▶ 練習說明: 在這段關於張璪的文獻節選中,王巖叟認為是誰未從其諷諭,才使告命得以明白?

▶ 文獻節選:
__________________________________________________
八月癸巳[5],右司諫蘇轍言:「張璪性極巧佞,遇事圓轉,難得心腹者,王安石、吕惠卿首加擢任,被以卵翼之恩,收其鷹犬之効,與章惇等並結為死黨,熙寧弊法皆璪等所共成就……陛下不可見其進退恭順,言詞柔和,遂以為可用也……臣聞璪意欲候過眀堂大禮,求出補外,惟陛下為社稷計,順中外人心,早從其請,天下幸甚。」己亥,王巖叟、朱光庭入對延和殿,巖叟進曰:「臣言姦邪之狀,指張璪事皆有實狀,陛下必經聖覽,此人在左右不便。」上曰:「已曽諭卿,自有時節,不須更着文字。」對曰:「既有姦邪欺罔之事,合逐旋奏知。」上曰:「如教蘇軾改張誠一告詞事,誠一不孝怎掩得,亦莫是衆家意?」巖叟曰:「不然,只是此人黨惡諷諭中書舎人,令不顯其事耳。頼蘇軾不從,故得告命眀白,不然為姦人曖昩,以失陛下懲惡本意[6],陛下以此觀其心,於正道如何?」上曰:「㑹得。」
__________________________________________________
▶ 資料行:
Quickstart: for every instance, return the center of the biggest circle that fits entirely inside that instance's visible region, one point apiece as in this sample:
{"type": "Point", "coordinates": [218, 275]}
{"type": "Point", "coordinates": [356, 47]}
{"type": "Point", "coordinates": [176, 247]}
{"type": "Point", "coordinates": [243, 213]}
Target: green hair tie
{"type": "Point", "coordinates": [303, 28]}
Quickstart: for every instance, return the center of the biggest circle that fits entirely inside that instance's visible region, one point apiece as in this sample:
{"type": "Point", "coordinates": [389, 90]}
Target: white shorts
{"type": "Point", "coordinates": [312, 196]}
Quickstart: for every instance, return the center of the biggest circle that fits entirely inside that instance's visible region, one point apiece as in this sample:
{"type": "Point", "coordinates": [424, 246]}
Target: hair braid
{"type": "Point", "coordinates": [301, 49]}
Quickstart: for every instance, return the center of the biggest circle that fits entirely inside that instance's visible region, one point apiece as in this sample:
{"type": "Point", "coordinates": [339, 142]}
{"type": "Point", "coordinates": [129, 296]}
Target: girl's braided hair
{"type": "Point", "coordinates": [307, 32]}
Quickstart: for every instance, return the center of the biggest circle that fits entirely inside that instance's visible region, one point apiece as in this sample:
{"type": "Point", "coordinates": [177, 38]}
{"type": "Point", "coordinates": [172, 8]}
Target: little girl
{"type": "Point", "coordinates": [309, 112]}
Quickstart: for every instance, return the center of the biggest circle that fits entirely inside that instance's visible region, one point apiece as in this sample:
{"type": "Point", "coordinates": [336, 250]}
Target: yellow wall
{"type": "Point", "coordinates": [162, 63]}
__________________________________________________
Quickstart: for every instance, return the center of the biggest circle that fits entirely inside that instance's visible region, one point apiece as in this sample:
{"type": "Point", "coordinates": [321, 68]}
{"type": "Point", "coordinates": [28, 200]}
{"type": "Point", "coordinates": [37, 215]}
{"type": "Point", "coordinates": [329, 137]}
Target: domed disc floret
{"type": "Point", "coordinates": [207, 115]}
__________________________________________________
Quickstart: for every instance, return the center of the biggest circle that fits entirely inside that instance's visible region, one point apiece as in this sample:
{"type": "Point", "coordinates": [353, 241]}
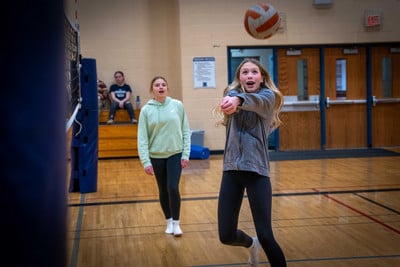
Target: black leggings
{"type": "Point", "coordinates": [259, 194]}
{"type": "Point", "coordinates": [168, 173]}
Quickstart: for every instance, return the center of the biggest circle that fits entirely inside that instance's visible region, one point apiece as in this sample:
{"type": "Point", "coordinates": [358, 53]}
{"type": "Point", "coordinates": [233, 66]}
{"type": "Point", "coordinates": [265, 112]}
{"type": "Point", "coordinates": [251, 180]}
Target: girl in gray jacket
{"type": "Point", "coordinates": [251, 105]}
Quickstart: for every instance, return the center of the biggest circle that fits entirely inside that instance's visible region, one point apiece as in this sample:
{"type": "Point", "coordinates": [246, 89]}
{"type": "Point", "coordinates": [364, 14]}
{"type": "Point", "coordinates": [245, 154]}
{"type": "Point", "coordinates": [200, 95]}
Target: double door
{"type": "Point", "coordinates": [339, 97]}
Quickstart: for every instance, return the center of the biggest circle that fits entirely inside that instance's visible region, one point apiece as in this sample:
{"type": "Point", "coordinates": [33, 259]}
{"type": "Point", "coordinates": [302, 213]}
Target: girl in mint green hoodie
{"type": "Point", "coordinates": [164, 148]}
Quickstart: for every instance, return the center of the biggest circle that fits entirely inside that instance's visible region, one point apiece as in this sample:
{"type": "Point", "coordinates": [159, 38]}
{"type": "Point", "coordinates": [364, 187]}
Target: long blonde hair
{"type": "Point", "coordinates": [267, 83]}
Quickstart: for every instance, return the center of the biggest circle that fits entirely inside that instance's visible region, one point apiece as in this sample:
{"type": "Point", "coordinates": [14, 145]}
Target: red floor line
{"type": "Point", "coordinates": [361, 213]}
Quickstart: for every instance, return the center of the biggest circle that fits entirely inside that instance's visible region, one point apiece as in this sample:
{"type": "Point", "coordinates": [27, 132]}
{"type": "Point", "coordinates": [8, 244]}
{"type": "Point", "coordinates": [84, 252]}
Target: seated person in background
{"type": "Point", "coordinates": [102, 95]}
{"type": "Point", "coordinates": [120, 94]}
__________________________________________________
▶ 答覆: 蘇軾。